Extract provided -
——
But the numbers here are anything from 8-14 times worse (24 x in existentialist's town) than they were when we had local lockdowns in September.
 
You'll have to run that one past me...once the French national truckers can return home, and obviously decide not to return...how are we going to import/export?

I understood it to mean truckers can come and go subject to testing? Maybe I've got it wrong. We need some sort of group of people to explain it better. Some sort of government maybe. I don't know where we'd get one of those.
 
This is going to look like a stupid question but what's the main reason for the widely different rates in different bits of the uk? Is it likely there was some 'superspreader' event or person where existentialist lives or what?

Those sorts of questions are somewhat related to a point about local data I've been meaning to make a gain recently. I'm going to try to be brief for once.

There is nothing wrong with looking at very local data, but people should not rely on that stuff alone when forming a personal sense of risk. There are several reasons for this, including:

Its usually an out of date picture by the time we see the data. Bad things happen when the government only react to historical pictures without extrapolating forwards in time and imagining how the picture has evolved since, they end up perpetually on the backfoot. Better to err on the side of imagining a worse picture than that shown by recent data.
——
Work instruction 1 -
Decide whether each statement below agrees with the discussion excerpt above. Answer yes or no for each, and quote the words that decide it.
(a) The numbers are described as anything from 8 to 14 times worse than during the September local lockdowns.
(b) One writer understood that truckers could come and go subject to testing.
(c) The discussion says very local data should be ignored entirely.
Work instruction 2 -
According to the discussion excerpt, what is the result when the government only reacts to historical pictures without extrapolating forward in time?

Listed entries -
——
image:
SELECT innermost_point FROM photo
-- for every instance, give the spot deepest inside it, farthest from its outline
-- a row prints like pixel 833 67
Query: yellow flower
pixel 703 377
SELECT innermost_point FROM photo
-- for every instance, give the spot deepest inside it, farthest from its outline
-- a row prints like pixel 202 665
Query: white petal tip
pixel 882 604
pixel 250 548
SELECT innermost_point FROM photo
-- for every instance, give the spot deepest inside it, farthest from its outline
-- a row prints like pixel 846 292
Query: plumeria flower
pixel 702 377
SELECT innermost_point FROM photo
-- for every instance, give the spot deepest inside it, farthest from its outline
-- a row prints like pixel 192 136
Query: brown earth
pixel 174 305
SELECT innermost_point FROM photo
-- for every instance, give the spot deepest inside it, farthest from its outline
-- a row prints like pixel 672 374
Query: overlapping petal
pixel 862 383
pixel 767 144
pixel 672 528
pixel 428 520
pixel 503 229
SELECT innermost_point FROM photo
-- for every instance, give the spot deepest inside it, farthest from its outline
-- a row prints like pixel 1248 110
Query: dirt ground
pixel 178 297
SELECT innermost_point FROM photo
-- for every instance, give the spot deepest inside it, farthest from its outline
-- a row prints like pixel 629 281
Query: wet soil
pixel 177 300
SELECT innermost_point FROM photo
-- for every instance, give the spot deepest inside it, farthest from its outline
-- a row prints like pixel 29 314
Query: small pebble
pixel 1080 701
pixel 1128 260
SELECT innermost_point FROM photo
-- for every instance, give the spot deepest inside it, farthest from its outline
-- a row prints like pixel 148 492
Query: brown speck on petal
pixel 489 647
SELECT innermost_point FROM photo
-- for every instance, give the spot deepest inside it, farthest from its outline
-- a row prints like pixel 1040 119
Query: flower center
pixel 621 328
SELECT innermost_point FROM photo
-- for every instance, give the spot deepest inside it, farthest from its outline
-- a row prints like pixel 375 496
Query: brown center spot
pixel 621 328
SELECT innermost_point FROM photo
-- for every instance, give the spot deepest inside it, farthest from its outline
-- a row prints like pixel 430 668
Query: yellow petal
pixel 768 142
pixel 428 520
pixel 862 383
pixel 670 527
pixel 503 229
——
Exercise answer 1 -
(a) Yes: "the numbers here are anything from 8-14 times worse (24 x in existentialist's town) than they were when we had local lockdowns in September."
(b) Yes: "I understood it to mean truckers can come and go subject to testing?"
(c) No: "There is nothing wrong with looking at very local data, but people should not rely on that stuff alone when forming a personal sense of risk."

Exercise answer 2 -
They end up perpetually on the backfoot.